##### 제공 자료
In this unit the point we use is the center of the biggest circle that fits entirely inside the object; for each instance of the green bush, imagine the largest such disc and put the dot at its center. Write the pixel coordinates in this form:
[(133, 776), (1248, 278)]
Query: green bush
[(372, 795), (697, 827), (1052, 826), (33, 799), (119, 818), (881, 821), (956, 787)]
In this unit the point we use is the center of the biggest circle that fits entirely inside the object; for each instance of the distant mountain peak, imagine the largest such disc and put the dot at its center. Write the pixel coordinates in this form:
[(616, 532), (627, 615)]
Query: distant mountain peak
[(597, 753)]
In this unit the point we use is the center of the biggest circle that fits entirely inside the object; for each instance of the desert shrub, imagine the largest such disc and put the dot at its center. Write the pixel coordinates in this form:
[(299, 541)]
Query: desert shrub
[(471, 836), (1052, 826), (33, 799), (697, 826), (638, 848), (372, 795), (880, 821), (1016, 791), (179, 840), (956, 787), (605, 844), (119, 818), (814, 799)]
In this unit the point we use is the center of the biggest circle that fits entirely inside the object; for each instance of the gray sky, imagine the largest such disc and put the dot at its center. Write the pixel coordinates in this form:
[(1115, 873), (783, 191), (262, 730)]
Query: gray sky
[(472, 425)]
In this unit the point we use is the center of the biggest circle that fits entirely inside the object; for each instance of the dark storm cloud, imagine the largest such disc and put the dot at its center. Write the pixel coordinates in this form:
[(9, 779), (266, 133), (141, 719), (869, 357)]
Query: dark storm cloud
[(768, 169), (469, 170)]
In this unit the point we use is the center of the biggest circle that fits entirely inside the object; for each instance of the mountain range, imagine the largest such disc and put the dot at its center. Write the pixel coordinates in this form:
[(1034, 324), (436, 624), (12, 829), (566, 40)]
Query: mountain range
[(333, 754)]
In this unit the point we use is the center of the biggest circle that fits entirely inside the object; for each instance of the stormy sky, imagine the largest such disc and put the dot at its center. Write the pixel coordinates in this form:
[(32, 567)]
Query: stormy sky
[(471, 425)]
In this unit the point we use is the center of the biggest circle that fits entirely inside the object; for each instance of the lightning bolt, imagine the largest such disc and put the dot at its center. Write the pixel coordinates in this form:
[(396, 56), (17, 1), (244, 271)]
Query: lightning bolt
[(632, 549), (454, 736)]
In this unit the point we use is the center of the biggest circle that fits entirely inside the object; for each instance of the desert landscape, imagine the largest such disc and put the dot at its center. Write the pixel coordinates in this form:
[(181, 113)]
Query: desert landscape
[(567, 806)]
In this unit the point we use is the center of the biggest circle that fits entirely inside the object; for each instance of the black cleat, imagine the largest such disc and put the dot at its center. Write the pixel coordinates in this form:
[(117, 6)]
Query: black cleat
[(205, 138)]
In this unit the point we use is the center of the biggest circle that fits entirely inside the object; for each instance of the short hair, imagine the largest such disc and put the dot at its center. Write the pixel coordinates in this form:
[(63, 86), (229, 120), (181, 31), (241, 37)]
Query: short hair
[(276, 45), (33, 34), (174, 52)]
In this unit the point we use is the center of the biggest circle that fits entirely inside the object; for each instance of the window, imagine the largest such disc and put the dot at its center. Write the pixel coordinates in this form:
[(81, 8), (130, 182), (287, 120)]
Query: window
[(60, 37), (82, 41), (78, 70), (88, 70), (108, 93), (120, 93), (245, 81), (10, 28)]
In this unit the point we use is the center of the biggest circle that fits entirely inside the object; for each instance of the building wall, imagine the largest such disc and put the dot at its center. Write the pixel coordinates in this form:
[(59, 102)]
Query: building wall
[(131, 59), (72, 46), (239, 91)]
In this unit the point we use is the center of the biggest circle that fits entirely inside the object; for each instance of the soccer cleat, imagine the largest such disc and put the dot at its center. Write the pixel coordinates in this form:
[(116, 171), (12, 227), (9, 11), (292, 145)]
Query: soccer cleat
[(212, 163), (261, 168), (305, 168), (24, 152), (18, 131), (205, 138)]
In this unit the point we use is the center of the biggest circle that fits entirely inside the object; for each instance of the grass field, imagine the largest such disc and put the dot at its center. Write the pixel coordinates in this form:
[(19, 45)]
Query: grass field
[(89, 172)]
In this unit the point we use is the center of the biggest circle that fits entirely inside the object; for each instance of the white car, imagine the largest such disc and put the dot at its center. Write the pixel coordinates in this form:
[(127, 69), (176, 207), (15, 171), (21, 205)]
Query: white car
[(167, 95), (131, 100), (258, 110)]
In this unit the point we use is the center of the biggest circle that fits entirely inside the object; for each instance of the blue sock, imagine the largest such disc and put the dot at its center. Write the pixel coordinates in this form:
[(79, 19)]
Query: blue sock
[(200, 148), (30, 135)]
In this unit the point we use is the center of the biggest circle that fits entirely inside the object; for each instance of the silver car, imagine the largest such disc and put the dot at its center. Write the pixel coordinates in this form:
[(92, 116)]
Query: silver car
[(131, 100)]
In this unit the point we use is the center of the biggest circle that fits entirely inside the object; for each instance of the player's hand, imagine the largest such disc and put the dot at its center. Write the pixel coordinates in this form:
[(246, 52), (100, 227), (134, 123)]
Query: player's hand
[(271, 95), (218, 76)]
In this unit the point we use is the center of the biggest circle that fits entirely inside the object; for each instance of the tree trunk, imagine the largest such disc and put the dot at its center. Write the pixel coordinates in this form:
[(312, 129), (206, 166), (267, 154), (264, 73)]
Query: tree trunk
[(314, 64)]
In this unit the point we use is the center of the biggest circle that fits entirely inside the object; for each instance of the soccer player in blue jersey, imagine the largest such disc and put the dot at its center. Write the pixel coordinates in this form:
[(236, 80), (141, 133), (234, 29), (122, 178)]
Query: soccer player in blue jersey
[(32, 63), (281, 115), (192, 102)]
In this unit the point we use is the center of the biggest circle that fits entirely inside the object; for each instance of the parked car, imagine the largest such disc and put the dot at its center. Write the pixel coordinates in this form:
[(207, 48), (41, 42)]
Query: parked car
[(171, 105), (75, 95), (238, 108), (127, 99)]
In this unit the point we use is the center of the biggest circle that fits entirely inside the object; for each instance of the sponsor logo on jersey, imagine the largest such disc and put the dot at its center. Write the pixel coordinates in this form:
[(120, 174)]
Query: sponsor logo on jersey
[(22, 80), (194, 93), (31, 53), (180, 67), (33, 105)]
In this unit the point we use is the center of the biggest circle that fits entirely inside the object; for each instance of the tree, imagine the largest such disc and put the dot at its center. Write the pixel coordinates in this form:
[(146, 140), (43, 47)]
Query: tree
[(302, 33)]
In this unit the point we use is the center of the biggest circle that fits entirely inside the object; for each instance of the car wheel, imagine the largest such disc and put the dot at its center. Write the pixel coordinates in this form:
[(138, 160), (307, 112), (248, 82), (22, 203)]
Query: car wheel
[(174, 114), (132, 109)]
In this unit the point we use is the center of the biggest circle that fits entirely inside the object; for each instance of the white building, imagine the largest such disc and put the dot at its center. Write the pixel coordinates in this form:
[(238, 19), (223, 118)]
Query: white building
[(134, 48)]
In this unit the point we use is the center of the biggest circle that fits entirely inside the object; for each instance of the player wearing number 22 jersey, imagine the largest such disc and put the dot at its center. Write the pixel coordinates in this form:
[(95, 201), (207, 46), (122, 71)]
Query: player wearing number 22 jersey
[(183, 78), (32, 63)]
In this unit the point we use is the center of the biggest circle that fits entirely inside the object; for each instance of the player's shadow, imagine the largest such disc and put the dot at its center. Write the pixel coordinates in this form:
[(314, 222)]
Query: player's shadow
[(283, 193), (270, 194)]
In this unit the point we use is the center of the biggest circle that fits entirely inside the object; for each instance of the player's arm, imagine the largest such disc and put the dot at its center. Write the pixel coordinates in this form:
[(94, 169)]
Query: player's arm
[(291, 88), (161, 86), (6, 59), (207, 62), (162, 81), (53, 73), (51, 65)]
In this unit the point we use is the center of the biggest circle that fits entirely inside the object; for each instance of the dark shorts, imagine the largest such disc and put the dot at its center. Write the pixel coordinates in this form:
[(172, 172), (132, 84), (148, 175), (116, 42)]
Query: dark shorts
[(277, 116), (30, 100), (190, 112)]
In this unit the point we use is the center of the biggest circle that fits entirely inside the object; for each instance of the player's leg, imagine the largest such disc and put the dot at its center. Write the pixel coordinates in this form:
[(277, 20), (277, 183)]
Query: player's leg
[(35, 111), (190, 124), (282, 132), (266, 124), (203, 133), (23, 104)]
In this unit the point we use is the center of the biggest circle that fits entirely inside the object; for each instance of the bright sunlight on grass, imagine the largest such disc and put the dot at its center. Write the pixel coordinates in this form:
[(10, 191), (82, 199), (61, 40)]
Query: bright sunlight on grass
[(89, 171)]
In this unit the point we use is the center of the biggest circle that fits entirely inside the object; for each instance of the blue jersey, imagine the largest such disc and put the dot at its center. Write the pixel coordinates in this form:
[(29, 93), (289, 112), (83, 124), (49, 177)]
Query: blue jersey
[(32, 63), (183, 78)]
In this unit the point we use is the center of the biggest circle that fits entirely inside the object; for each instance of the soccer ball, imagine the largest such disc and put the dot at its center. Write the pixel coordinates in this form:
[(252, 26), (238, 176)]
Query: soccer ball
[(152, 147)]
##########
##### 제공 자료
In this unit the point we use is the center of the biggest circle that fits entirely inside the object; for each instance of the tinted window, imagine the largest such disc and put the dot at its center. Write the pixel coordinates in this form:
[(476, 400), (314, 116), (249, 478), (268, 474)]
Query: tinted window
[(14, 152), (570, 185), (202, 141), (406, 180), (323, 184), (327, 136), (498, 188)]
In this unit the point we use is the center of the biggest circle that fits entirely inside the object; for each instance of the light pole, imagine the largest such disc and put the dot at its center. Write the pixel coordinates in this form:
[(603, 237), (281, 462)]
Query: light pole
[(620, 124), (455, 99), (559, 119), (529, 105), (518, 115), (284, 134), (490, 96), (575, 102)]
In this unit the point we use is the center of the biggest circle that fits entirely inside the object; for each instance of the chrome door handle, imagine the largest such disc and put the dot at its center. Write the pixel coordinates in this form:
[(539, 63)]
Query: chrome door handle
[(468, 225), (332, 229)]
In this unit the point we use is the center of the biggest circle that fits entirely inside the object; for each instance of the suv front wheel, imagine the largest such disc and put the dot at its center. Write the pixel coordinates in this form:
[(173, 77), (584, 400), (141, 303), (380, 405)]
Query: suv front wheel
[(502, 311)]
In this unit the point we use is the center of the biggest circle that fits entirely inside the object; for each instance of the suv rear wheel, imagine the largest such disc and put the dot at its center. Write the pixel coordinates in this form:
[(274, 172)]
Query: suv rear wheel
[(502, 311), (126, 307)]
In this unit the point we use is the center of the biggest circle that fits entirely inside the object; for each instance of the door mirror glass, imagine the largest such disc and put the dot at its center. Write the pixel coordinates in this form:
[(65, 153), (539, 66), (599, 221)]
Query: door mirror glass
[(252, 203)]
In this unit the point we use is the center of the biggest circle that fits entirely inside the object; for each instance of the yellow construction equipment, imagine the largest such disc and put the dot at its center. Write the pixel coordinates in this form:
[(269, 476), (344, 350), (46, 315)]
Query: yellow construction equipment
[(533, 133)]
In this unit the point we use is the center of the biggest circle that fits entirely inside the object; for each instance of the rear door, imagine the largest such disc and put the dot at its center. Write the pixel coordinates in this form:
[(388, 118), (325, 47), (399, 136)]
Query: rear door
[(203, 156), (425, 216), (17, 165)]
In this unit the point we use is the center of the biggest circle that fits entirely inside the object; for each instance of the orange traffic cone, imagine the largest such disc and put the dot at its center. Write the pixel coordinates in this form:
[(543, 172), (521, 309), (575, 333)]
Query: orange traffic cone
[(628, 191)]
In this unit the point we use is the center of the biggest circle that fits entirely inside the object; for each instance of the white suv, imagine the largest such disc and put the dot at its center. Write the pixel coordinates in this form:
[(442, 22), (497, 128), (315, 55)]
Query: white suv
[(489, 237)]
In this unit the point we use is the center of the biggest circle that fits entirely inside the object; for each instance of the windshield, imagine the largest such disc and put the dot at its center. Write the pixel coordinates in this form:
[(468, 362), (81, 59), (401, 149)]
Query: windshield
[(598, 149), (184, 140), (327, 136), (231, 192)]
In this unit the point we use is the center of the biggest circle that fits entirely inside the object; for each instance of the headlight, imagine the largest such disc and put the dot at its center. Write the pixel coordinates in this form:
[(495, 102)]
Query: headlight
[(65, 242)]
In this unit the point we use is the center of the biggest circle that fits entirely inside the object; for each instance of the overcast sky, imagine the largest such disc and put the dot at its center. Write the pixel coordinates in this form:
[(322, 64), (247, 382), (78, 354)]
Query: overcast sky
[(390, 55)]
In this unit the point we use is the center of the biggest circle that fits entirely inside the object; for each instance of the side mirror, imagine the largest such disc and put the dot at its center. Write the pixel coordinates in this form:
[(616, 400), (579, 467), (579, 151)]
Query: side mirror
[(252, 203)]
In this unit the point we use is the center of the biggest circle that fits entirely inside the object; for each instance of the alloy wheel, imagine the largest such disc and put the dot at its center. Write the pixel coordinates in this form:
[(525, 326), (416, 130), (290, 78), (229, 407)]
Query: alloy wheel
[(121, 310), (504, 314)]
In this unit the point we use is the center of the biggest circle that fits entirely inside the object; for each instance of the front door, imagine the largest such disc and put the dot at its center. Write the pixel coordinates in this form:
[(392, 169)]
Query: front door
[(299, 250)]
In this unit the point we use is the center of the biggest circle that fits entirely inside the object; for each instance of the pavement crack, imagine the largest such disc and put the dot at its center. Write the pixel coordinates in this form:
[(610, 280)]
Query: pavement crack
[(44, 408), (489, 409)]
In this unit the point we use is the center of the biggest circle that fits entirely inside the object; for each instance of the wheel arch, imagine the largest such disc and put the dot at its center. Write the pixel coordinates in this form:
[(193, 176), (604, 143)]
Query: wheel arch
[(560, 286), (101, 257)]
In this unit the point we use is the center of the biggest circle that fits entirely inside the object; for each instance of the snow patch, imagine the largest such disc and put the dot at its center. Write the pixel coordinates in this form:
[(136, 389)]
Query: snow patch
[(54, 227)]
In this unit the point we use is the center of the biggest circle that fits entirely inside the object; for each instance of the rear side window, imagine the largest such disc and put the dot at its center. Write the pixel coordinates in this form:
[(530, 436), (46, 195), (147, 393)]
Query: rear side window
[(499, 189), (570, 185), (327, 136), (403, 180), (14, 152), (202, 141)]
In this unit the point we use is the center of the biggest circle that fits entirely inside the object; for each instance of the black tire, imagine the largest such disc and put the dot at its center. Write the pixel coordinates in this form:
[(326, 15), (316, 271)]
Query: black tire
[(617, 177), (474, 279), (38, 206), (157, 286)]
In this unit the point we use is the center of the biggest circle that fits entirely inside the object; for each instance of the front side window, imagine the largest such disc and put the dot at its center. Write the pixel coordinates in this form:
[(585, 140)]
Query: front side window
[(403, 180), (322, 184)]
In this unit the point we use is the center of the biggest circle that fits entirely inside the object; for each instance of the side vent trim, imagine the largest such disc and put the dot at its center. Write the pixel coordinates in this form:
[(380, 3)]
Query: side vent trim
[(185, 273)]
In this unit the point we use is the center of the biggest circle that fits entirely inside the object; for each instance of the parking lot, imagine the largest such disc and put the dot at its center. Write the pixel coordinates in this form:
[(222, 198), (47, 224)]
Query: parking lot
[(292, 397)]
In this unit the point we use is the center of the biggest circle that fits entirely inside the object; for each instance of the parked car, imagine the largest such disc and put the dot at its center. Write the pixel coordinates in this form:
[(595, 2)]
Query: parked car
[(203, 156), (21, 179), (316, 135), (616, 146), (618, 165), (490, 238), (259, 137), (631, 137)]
##########
##### 제공 자료
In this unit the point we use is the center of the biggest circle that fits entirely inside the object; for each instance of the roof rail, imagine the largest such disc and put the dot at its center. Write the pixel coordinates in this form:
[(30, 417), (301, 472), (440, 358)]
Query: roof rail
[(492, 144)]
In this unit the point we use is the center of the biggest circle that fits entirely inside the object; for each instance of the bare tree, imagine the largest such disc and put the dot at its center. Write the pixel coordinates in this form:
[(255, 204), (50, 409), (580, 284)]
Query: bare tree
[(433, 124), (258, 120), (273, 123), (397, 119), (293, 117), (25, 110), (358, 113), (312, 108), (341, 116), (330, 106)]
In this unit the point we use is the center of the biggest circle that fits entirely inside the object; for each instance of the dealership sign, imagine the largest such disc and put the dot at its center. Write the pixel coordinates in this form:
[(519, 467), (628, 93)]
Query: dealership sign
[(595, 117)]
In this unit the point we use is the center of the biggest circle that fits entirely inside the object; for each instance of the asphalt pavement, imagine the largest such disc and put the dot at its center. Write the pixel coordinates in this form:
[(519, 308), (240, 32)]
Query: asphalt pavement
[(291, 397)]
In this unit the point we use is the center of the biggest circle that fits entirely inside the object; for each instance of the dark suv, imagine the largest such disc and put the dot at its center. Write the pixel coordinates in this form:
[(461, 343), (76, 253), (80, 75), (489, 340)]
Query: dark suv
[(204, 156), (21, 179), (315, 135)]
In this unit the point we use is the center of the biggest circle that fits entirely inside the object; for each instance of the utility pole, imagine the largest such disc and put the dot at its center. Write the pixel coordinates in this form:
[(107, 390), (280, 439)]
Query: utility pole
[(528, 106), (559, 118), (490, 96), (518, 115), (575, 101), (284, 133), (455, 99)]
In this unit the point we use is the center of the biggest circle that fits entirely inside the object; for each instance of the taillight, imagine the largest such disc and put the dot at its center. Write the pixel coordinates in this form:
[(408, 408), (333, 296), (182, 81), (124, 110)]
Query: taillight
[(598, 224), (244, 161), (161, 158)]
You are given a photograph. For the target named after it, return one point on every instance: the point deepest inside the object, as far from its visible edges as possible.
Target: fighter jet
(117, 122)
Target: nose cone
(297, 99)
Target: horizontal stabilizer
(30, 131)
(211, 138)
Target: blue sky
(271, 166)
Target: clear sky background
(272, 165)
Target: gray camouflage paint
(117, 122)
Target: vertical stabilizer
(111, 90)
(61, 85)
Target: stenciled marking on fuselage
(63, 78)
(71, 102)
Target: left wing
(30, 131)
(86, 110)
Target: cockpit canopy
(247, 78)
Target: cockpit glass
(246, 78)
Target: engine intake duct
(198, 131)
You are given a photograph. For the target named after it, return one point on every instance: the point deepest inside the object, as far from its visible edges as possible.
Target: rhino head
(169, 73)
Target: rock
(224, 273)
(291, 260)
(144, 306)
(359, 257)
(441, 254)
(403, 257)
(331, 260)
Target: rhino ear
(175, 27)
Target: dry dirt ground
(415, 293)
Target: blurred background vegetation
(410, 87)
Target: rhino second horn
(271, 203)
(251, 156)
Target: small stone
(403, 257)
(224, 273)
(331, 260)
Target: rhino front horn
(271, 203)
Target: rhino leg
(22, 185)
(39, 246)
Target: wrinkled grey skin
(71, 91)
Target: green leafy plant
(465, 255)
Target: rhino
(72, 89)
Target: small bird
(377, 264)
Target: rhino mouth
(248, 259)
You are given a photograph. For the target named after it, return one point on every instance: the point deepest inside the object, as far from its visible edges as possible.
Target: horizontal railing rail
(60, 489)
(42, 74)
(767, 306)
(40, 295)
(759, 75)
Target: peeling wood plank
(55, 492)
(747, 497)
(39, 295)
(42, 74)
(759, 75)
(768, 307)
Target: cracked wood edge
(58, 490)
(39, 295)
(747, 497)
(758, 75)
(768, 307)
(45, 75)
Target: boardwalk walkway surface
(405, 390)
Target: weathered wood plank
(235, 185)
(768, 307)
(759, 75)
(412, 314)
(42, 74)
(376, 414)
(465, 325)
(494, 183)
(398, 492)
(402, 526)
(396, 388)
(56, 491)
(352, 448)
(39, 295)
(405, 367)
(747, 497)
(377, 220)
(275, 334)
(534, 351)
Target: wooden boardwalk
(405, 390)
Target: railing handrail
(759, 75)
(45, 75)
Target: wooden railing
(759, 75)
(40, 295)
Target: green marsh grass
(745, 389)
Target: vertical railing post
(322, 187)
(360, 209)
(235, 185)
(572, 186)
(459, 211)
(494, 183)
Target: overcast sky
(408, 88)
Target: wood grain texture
##########
◆ **할 일**: 위 항목 가운데 "cleat"라는 문자열이 들어 있는 줄을 모두 빠짐없이 모아 옮겨 적으세요.

◆ **풀이 결과**:
In this unit the point we use is the center of the biggest circle that fits entirely inside the object; for each instance of the black cleat, imagine the largest such disc and put the dot at its center. Write the pixel coordinates in this form:
Query: black cleat
In this unit the point we use is the center of the biggest circle that fits entirely inside the object; for each instance of the soccer cleat, imagine the largest such disc and put the dot at its center. Write the pixel coordinates in this form:
Query: soccer cleat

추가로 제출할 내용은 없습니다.